Records for this task
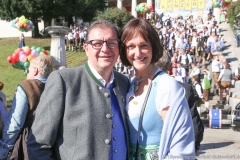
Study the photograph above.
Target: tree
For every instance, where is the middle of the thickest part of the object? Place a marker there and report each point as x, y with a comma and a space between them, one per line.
45, 10
232, 12
115, 15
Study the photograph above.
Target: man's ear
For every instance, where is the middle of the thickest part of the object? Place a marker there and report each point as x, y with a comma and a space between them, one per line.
85, 46
35, 71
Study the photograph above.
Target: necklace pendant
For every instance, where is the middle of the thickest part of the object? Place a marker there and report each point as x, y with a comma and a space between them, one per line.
136, 86
135, 102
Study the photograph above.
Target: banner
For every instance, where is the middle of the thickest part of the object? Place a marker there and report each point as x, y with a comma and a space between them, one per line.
182, 7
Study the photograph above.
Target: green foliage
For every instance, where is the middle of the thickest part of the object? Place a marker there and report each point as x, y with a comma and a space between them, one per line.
232, 12
11, 76
115, 15
45, 10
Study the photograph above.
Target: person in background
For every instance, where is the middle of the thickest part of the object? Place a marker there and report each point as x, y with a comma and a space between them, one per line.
3, 97
181, 72
85, 116
237, 73
217, 46
22, 41
161, 132
20, 117
215, 72
195, 71
71, 40
206, 85
198, 92
163, 64
224, 81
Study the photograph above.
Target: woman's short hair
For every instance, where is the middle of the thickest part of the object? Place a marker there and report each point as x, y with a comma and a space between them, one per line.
227, 66
1, 86
143, 28
44, 65
102, 24
164, 62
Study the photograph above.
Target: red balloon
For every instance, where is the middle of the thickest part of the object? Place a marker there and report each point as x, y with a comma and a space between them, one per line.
18, 50
10, 60
45, 52
28, 51
15, 57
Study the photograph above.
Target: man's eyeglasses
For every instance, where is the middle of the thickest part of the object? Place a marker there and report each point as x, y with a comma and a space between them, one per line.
111, 43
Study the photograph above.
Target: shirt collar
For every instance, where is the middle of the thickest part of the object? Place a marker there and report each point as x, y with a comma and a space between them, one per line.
99, 77
42, 79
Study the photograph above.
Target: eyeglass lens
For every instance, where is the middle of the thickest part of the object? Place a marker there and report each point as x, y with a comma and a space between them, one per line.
97, 44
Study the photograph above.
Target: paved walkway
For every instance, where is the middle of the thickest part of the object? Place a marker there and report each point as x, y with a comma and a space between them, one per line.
223, 143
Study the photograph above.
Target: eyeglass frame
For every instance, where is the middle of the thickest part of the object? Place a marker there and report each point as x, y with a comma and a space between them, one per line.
90, 42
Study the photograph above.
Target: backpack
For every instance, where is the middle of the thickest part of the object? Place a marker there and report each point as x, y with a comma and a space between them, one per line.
237, 106
195, 91
77, 36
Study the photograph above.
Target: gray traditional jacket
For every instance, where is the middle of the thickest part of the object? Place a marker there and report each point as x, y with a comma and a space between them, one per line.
73, 118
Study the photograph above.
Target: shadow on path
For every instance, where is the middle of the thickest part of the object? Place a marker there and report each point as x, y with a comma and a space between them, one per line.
231, 59
215, 145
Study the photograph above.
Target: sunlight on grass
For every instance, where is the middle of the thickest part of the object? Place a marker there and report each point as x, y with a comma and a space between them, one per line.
11, 76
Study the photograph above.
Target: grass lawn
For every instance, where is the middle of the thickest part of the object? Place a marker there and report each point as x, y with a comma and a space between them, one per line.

Task prompt
Pick out every line of the rows above that contains the string "grass", and copy each one out. Case counts.

Response
Target: sunlight on grass
Target: grass lawn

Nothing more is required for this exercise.